Comments (14)
Hi @PasaOpasen,
Q: What means None
in tuning combo (None, None, None, 'CPUExecutionProvider', <ExecutionMode.ORT_SEQUENTIAL: 0>, 99)
A: It means there is no validate inference process within the max_latency_ms
. It might because the inference latency is too long, or the input data are not validate. You can try to increase max_latency_ms
, or share the model so that I can have a check.
Q: input_spec
output_names
A: If you provide the sample_input_data_path
, or there are not dynamic input shapes, these two arguments are not necessary. If you have inputs with dynamic shapes, like [batches, 3, height, width]
, you need to provide input spec
. batches, height, width
should be set to int with possible numbers in real inference senario.
from olive.
Hi @shonigs , I tried with the model in notebook tutorials and no issues appeared. I am not sure if the issue is related to your ONNX model. Could you please share the model you used ? Thanks.
from olive.
Hi, I am getting the same error: KeyError: 'throughput'.
The complete error log is:
ERROR conda.cli.main_run:execute(41): `conda run olive optimize --model_path onnx-object-detection-model.onnx --throughput_tuning_enabled --max_latency_percentile 0.95 --max_latency_ms 100 --threads_num 1 --dynamic_batching_size 1 --min_duration_sec 10 --providers_list cpu` failed. (See above for error)
2022-08-03 12:54:12,827 - olive.__main__ - WARNING - OLive will call "olive setup" to setup environment first
2022-08-03 12:54:13,474 - olive.optimization_config - INFO - Checking the model file...
2022-08-03 12:54:14,821 - olive.optimization_config - INFO - Providers will be tested for optimization: ['CPUExecutionProvider']
2022-08-03 13:06:48,111 - olive.optimization.tuning_process - ERROR - Optimization failed for tuning combo (None, None, None, 'CPUExecutionProvider', <ExecutionMode.ORT_SEQUENTIAL: 0>, 99)
2022-08-03 13:44:02,303 - olive.optimization.tuning_process - ERROR - Optimization failed for tuning combo (None, None, None, 'CPUExecutionProvider', <ExecutionMode.ORT_PARALLEL: 1>, 99)

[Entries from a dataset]
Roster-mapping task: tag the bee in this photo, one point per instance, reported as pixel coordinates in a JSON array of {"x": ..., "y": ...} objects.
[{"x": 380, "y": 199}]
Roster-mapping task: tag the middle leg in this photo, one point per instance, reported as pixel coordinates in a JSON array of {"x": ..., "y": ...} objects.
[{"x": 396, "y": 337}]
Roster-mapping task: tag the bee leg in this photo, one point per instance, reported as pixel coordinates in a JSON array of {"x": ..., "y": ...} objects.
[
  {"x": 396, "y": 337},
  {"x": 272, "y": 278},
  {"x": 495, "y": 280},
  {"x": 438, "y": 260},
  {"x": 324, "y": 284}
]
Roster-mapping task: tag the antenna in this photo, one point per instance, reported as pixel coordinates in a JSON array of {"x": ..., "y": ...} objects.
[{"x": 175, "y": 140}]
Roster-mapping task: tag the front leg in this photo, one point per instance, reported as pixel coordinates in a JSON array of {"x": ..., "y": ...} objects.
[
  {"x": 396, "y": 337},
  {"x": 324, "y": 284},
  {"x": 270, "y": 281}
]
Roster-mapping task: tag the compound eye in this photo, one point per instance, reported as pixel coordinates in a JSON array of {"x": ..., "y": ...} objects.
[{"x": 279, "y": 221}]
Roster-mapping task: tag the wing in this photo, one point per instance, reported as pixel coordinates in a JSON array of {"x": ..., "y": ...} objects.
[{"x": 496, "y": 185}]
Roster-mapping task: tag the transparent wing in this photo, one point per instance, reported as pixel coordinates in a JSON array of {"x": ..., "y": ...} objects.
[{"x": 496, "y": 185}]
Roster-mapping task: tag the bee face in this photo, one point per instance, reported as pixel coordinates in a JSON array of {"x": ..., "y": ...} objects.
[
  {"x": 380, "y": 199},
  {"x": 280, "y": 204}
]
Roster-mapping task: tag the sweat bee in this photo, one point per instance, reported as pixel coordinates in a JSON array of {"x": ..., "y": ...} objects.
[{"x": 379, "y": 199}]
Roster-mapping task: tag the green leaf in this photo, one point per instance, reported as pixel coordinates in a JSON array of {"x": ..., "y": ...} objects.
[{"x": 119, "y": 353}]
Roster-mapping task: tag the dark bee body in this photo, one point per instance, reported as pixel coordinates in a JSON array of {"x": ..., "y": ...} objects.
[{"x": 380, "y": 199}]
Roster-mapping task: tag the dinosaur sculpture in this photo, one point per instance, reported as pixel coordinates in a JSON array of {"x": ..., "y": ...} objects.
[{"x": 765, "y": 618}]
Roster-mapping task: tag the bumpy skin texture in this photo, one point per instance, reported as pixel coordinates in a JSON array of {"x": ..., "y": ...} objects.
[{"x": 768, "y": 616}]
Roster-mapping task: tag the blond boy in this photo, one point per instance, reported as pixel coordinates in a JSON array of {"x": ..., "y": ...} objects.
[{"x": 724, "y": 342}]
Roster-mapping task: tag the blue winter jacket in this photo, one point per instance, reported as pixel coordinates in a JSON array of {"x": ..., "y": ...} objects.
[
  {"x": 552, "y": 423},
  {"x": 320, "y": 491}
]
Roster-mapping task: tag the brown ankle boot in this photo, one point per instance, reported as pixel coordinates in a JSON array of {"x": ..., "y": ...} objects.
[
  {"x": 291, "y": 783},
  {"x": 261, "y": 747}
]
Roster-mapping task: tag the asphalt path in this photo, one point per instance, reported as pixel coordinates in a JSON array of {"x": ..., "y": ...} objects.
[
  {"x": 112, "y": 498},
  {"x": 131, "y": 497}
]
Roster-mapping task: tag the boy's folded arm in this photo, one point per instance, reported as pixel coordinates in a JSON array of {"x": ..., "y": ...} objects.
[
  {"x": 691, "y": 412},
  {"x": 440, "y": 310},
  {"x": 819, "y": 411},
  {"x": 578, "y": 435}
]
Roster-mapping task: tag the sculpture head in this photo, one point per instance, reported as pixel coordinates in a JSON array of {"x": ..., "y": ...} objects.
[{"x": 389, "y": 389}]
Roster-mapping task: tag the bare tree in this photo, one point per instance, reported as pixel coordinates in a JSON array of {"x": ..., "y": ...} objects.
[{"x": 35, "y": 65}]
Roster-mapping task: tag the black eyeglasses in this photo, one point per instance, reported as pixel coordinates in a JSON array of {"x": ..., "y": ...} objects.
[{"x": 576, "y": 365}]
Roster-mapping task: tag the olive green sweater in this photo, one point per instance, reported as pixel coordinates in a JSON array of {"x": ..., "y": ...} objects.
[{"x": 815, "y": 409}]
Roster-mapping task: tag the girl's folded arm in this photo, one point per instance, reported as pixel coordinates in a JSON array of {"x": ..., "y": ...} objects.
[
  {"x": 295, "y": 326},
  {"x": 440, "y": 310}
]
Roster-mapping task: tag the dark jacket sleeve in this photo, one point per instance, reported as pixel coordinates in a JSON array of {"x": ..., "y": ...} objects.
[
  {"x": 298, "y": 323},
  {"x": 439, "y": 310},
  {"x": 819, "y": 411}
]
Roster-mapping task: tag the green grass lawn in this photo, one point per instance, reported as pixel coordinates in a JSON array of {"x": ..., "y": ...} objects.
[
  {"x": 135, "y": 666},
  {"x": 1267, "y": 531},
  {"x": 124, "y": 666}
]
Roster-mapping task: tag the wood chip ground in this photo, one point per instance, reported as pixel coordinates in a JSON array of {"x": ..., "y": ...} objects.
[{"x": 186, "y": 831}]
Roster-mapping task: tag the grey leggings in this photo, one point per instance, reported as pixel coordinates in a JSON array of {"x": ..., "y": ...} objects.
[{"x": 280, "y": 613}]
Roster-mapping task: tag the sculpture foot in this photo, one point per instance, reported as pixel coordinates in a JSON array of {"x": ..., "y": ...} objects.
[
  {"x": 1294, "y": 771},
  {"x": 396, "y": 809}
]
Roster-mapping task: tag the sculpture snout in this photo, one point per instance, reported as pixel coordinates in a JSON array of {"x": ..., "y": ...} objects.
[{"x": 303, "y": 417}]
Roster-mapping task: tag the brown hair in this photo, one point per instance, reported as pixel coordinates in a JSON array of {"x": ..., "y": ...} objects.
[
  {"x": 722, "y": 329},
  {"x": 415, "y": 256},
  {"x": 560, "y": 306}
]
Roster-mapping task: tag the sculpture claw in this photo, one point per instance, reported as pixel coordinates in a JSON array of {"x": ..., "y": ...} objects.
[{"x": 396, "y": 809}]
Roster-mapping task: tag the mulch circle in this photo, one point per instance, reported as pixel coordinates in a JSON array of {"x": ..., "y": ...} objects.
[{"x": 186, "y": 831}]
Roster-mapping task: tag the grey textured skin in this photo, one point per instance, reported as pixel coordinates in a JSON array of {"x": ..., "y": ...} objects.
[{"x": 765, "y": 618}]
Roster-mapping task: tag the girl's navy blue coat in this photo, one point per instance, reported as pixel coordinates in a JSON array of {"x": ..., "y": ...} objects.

» **Problem**: Reproduce word for word the part of the OLive thread above that opens with the words containing "Q: input_spec" and closes with "real inference senario.".

» **Task answer**:
Q: input_spec
output_names
A: If you provide the sample_input_data_path
, or there are not dynamic input shapes, these two arguments are not necessary. If you have inputs with dynamic shapes, like [batches, 3, height, width]
, you need to provide input spec
. batches, height, width
should be set to int with possible numbers in real inference senario.